Passage cité:
Corneille, L'illusion comique, Acte I, scène 1 : commentaire de texte
ACTE I - SCENE PREMIERE
Corneille, L'illusion comique, Acte I, scène 1
DORANTE.
Ce mage, qui d'un mot renverse la nature,
N'a choisi pour palais que cette grotte obscure.
La nuit qu'il entretient sur cet affreux séjour,
N'ouvrant son voile épais qu'aux rayons d'un faux jour,
De leur éclat douteux n'admet en ces lieux sombres
Que ce qu'en peut souffrir le commerce des ombres.
N'avancez pas : son art au pied de ce rocher
A mis de quoi punir qui s'en ose approcher ;
Et cette large bouche est un mur invisible,
Où l'air en sa faveur devient inaccessible,
Et lui fait un rempart, dont les funestes bords
Sur un peu de poussière étalent mille morts.
Jaloux de son repos plus que de sa défense,
Il perd qui l'importune, ainsi que qui l'offense ;
Malgré l'empressement d'un curieux désir,
Il faut, pour lui parler, attendre son loisir :
Chaque jour il se montre, et nous touchons à l'heure
Où pour se divertir il sort de sa demeure.
PRIDAMANT.
J'en attends peu de chose, et brûle de le voir.
J'ai de l'impatience, et je manque d'espoir.
Ce fils, ce cher objet de mes inquiétudes,
Qu'ont éloigné de moi des traitements trop rudes,
Et que depuis dix ans je cherche en tant de lieux,
A caché pour jamais sa présence à mes yeux.
Sous ombre qu'il prenait un peu trop de licence,
Contre ses libertés je roidis ma puissance ;
Je croyais le dompter à force de punir,
Et ma sévérité ne fit que le bannir.
Mon âme vit l'erreur dont elle était séduite :
Je l'outrageais présent, et je pleurai sa fuite ;
Et l'amour paternel me fit bientôt sentir
Il l'a fallu chercher : j'ai vu dans mon voyage
Le Pô, le Rhin, la Meuse, et la Seine, et le Tage :
Toujours le même soin travaille mes esprits ;
Et ces longues erreurs ne m'en ont rien appris.

Consigne: Citez intégralement, sans la moindre modification, l'extrait de L'illusion comique de Corneille. Les lignes qui suivent ne sont d'aucune utilité ici.

Enregistrements:
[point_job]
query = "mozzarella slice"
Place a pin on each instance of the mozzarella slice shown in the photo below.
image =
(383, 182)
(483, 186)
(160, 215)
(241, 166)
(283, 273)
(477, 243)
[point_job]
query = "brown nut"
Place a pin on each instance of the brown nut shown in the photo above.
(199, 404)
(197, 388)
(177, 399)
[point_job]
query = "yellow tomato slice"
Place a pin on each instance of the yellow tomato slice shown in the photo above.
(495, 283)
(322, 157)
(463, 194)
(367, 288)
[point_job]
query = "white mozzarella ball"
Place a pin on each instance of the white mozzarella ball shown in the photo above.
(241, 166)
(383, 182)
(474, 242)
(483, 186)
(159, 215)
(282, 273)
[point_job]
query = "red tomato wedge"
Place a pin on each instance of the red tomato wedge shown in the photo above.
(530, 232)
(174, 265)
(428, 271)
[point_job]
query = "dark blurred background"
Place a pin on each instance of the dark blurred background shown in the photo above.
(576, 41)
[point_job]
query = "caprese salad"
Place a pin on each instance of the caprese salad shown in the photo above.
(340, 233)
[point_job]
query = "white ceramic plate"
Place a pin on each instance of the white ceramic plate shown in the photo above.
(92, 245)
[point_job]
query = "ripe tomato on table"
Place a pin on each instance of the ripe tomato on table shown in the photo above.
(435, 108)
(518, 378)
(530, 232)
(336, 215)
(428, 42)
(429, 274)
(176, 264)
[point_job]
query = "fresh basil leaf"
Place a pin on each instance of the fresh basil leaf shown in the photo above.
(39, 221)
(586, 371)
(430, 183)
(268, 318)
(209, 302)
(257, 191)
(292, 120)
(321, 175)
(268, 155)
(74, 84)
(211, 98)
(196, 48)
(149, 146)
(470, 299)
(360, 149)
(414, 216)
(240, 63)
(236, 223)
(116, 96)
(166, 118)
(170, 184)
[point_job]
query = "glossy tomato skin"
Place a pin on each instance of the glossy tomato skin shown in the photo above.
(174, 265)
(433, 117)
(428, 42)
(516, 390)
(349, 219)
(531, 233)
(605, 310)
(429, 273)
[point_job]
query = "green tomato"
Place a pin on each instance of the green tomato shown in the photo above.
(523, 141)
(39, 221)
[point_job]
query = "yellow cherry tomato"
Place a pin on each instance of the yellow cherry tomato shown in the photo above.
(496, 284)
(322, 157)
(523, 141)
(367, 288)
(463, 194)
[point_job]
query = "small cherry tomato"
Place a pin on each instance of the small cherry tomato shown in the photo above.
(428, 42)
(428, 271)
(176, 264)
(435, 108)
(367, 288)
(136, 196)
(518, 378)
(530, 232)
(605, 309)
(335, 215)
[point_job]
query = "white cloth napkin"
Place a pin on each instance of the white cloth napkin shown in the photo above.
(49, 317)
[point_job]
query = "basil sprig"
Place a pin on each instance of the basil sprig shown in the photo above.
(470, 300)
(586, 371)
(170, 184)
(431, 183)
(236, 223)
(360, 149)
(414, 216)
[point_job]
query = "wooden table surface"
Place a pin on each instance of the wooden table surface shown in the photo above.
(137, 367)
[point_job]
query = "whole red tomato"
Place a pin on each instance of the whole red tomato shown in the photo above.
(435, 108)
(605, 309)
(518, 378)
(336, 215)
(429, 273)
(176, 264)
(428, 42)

Réponse:
Corneille, L'illusion comique, Acte I, scène 1 : commentaire de texte
ACTE I - SCENE PREMIERE
Corneille, L'illusion comique, Acte I, scène 1
DORANTE.
Ce mage, qui d'un mot renverse la nature,
N'a choisi pour palais que cette grotte obscure.
La nuit qu'il entretient sur cet affreux séjour,
N'ouvrant son voile épais qu'aux rayons d'un faux jour,
De leur éclat douteux n'admet en ces lieux sombres
Que ce qu'en peut souffrir le commerce des ombres.
N'avancez pas : son art au pied de ce rocher
A mis de quoi punir qui s'en ose approcher ;
Et cette large bouche est un mur invisible,
Où l'air en sa faveur devient inaccessible,
Et lui fait un rempart, dont les funestes bords
Sur un peu de poussière étalent mille morts.
Jaloux de son repos plus que de sa défense,
Il perd qui l'importune, ainsi que qui l'offense ;
Malgré l'empressement d'un curieux désir,
Il faut, pour lui parler, attendre son loisir :
Chaque jour il se montre, et nous touchons à l'heure
Où pour se divertir il sort de sa demeure.
PRIDAMANT.
J'en attends peu de chose, et brûle de le voir.
J'ai de l'impatience, et je manque d'espoir.
Ce fils, ce cher objet de mes inquiétudes,
Qu'ont éloigné de moi des traitements trop rudes,
Et que depuis dix ans je cherche en tant de lieux,
A caché pour jamais sa présence à mes yeux.
Sous ombre qu'il prenait un peu trop de licence,
Contre ses libertés je roidis ma puissance ;
Je croyais le dompter à force de punir,
Et ma sévérité ne fit que le bannir.
Mon âme vit l'erreur dont elle était séduite :
Je l'outrageais présent, et je pleurai sa fuite ;
Et l'amour paternel me fit bientôt sentir
Il l'a fallu chercher : j'ai vu dans mon voyage
Le Pô, le Rhin, la Meuse, et la Seine, et le Tage :
Toujours le même soin travaille mes esprits ;
Et ces longues erreurs ne m'en ont rien appris.